### Задание A
Воспроизведите фрагмент отрывка, начиная с «Впрочем, одно письмо» и продолжая до «Александры Романовны Дитмар.» включительно, подставив «Устюга» вместо «Тотьмы».
### Задание B
Куда, согласно отрывку, сослали Лаврова после доноса о проводах, устроенных ему при отъезде из Тотьмы?
### Задание C
Переведите на английский язык предложение из отрывка: «Собственные слова государя, написанные на полях письма.»

### Исходный отрывок
____

V. Поездки к графу Шувалову, генералу Мезенцову и князю Суворову

Мои свидания с шефом жандармов графом Шуваловым, с управляющим Третьим отделением генералом Мезенцевым и, наконец, с князем Суворовым при передаче ему лично вышеприведенного, письма П. Л. Лаврова.

Два первых свидания вынудили раздирающие душу письма старушки-матери Лаврова. Она мне их слала из Тотьмы, шлет и из Кадникова. Я их получаю, возмущаюсь, сидя на месте и хлопая только крыльями, как неуклюжая, не умеющая летать птица; и так прошли почти три года. В моем столе пропасть этих писем к государю, к министрам… письма, которых нельзя посылать по назначению; пропасть бланков, на которых нечего, писать.

Впрочем, одно письмо к государю в Крым и одно к кому-то из министров я отослала по адресам. Ответ был вот какой: «Если это тот Лавров, что читал в Артиллерийском училище, то в просьбе отказать». Собственные слова государя, написанные на полях письма. После подобного успеха что оставалось делать? Продолжать волноваться и хлопать крыльями по-прежнему? Я и продолжала. Но наконец-таки Лаврова перевели из Тотьмы в Вологду. Месяц прожил он там, прожил и ожил, вдруг донос по поводу проводов, которые ему делали, когда он уезжал из Тотьмы, — и новая ссылка в Кадников; там находится он и в настоящее время. Оттуда-то и пришло от старушки одно из ее самых раздирательных писем, и сам Лавров оттуда же писал мне: «так скверно никогда еще не было». Опять прошения, бланки с ее стороны, опять мучительное недоумение с моей. И недоумевала я бы долго, не будь Александры Романовны Дитмар.

Однажды она приезжает ко мне и радостно спрашивает: «Леля, хочешь сделать что-нибудь для Лаврова? У меня есть случай».

Случай заключался в том, что муж ее, товарищ по Пажескому корпусу графа Шувалова, шефа жандармов, как губернатор Восточной Сибири находится с ним в сношениях и теперь. За несколько дней до того дня, в который Александра Романовна Дитмар объявила мне, что у нее есть случай сделать что-нибудь для Лаврова, Шувалов присылал к Дитмару своего адъютанта, полковника Бачманова, а так как Дитмара не было дома, то Бачманов был принят Александрой Романовной и, разговорившись с ней, просидел около часу и очень ей понравился. Через него-то она и задумала сделать что-нибудь для Лаврова. Она предлагала, чтобы старушка Лаврова написала бы ей письмо, которое бы она могла показать Бачманову. На что я не могла согласиться. Александра Романовна — добрейшая женщина и слишком способная увлекаться. Она увлеклась и в ту минуту, не обдумав, что письмо, в котором я должна бы была объяснять наш план старушке, вероятно, прочтется прежде, чем попасть в ее руки, а Дитмар мог бы легко узнать, что мы, конечно, без его ведома, путаем в наши планы его имя; да, наконец, это могло и повредить ему; а у него уж и без того в то время были разные пререкания о начальством, хотя он и был очень хорош с Шуваловым. С этим она в конце концов сама согласилась, и мы решили дать прочесть Бачманову одно из писем старушки ко мне. Тронуло ли оно его, или ему хотелось оказать любезность жене человека, с которым хорош его грозный принципал, но только Бачманов заинтересовался и обнадежил в успехе, если кто-нибудь из близких Лаврова, но непременно женщина, его дочь например, подаст лично прошение Шувалову.

____

### Предоставленные данные
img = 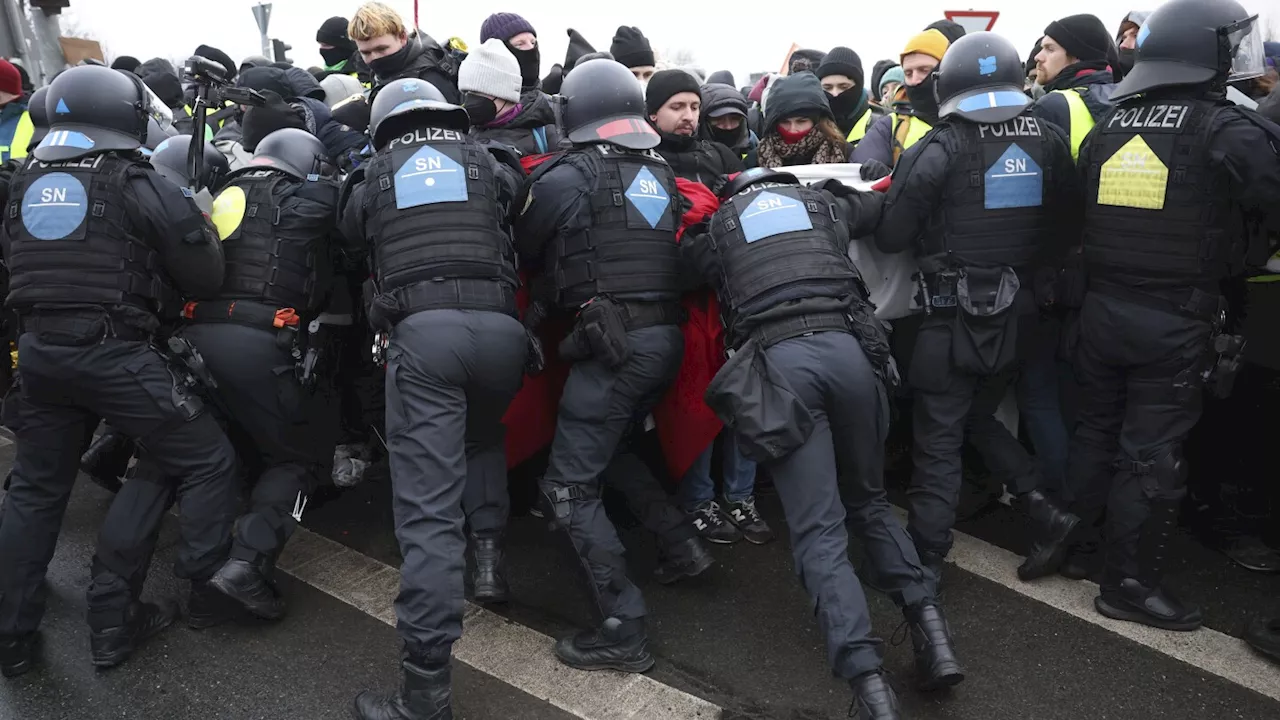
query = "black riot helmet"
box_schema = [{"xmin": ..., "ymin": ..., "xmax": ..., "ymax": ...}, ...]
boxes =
[
  {"xmin": 151, "ymin": 135, "xmax": 232, "ymax": 192},
  {"xmin": 933, "ymin": 32, "xmax": 1032, "ymax": 124},
  {"xmin": 721, "ymin": 162, "xmax": 800, "ymax": 200},
  {"xmin": 243, "ymin": 128, "xmax": 332, "ymax": 179},
  {"xmin": 1112, "ymin": 0, "xmax": 1266, "ymax": 100},
  {"xmin": 27, "ymin": 85, "xmax": 49, "ymax": 149},
  {"xmin": 369, "ymin": 78, "xmax": 471, "ymax": 150},
  {"xmin": 561, "ymin": 59, "xmax": 662, "ymax": 150},
  {"xmin": 33, "ymin": 65, "xmax": 151, "ymax": 163}
]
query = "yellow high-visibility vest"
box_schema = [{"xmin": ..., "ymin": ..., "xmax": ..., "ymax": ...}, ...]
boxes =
[
  {"xmin": 1053, "ymin": 87, "xmax": 1094, "ymax": 160},
  {"xmin": 0, "ymin": 111, "xmax": 36, "ymax": 163},
  {"xmin": 845, "ymin": 108, "xmax": 873, "ymax": 145}
]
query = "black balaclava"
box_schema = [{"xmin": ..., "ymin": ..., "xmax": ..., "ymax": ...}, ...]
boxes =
[{"xmin": 906, "ymin": 73, "xmax": 938, "ymax": 124}]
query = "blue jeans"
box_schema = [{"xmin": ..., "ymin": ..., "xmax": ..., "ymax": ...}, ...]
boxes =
[
  {"xmin": 1018, "ymin": 315, "xmax": 1071, "ymax": 500},
  {"xmin": 680, "ymin": 432, "xmax": 755, "ymax": 511}
]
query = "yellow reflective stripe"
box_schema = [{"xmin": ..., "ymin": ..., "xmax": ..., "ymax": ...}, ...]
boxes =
[
  {"xmin": 845, "ymin": 108, "xmax": 872, "ymax": 142},
  {"xmin": 1053, "ymin": 88, "xmax": 1093, "ymax": 160}
]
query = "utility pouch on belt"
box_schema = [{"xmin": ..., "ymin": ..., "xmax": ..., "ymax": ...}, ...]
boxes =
[
  {"xmin": 951, "ymin": 266, "xmax": 1021, "ymax": 377},
  {"xmin": 704, "ymin": 340, "xmax": 813, "ymax": 462},
  {"xmin": 559, "ymin": 297, "xmax": 631, "ymax": 370}
]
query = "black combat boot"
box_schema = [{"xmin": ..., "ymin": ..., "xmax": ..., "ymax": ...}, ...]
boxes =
[
  {"xmin": 471, "ymin": 536, "xmax": 507, "ymax": 603},
  {"xmin": 1093, "ymin": 578, "xmax": 1204, "ymax": 633},
  {"xmin": 352, "ymin": 660, "xmax": 453, "ymax": 720},
  {"xmin": 187, "ymin": 580, "xmax": 243, "ymax": 630},
  {"xmin": 0, "ymin": 633, "xmax": 40, "ymax": 678},
  {"xmin": 653, "ymin": 536, "xmax": 716, "ymax": 585},
  {"xmin": 902, "ymin": 605, "xmax": 964, "ymax": 692},
  {"xmin": 849, "ymin": 671, "xmax": 902, "ymax": 720},
  {"xmin": 556, "ymin": 618, "xmax": 653, "ymax": 673},
  {"xmin": 209, "ymin": 557, "xmax": 284, "ymax": 620},
  {"xmin": 1018, "ymin": 489, "xmax": 1080, "ymax": 582},
  {"xmin": 88, "ymin": 602, "xmax": 178, "ymax": 667}
]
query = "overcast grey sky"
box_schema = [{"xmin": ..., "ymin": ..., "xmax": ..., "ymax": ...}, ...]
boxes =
[{"xmin": 67, "ymin": 0, "xmax": 1280, "ymax": 83}]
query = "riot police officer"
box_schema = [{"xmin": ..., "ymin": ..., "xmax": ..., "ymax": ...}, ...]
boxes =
[
  {"xmin": 516, "ymin": 59, "xmax": 712, "ymax": 673},
  {"xmin": 175, "ymin": 128, "xmax": 351, "ymax": 625},
  {"xmin": 340, "ymin": 78, "xmax": 527, "ymax": 720},
  {"xmin": 876, "ymin": 32, "xmax": 1078, "ymax": 580},
  {"xmin": 1068, "ymin": 0, "xmax": 1280, "ymax": 630},
  {"xmin": 0, "ymin": 65, "xmax": 236, "ymax": 675},
  {"xmin": 686, "ymin": 165, "xmax": 964, "ymax": 720}
]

____

### Ожидаемый результат A
Впрочем, одно письмо к государю в Крым и одно к кому-то из министров я отослала по адресам. Ответ был вот какой: «Если это тот Лавров, что читал в Артиллерийском училище, то в просьбе отказать». Собственные слова государя, написанные на полях письма. После подобного успеха что оставалось делать? Продолжать волноваться и хлопать крыльями по-прежнему? Я и продолжала. Но наконец-таки Лаврова перевели из Устюга в Вологду. Месяц прожил он там, прожил и ожил, вдруг донос по поводу проводов, которые ему делали, когда он уезжал из Устюга, — и новая ссылка в Кадников; там находится он и в настоящее время. Оттуда-то и пришло от старушки одно из ее самых раздирательных писем, и сам Лавров оттуда же писал мне: «так скверно никогда еще не было». Опять прошения, бланки с ее стороны, опять мучительное недоумение с моей. И недоумевала я бы долго, не будь Александры Романовны Дитмар.

### Ожидаемый результат B
В Кадников.

### Ожидаемый результат C
The sovereign's own words, written in the margins of the letter.